• Stated problem:
Convert every line of the records below into a Markdown table with the columns "Row" and "Line," numbering the rows in order and skipping blank lines. Leave the pictures out of the answer.

• Rows taken from a segmentation dataset:
- - - - - - -

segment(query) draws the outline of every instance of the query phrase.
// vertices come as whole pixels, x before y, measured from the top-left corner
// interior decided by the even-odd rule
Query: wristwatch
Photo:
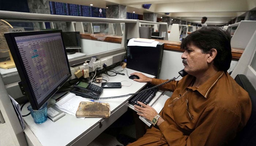
[[[152,120],[151,121],[151,122],[152,123],[152,124],[154,126],[156,124],[157,124],[157,121],[158,120],[158,119],[161,117],[161,116],[160,116],[160,115],[157,115],[153,118],[153,119],[152,119]]]

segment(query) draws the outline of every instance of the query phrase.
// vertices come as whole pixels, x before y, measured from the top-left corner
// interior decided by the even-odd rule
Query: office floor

- - - - - - -

• Answer for this exercise:
| Row | Line |
|---|---|
| 1 | segment(query) draws the outline of every instance of the query phrase. |
| 2 | // vertices come as whole pixels, x before y, measured from the top-left corner |
| 3 | // interior decided by the even-odd rule |
| 4 | Query: wristwatch |
| 5 | Photo: |
| 6 | [[[152,120],[151,121],[151,122],[152,123],[152,124],[154,126],[156,124],[157,124],[157,121],[158,120],[158,119],[161,117],[161,116],[160,116],[160,115],[157,115],[153,118],[153,119],[152,119]]] |
| 7 | segment(query) draws the outline of every instance of the query phrase. |
| 8 | // vertices come as whole pixels, x before y, measured from the top-left corner |
| 9 | // interior decided by the even-odd rule |
| 10 | Query: office floor |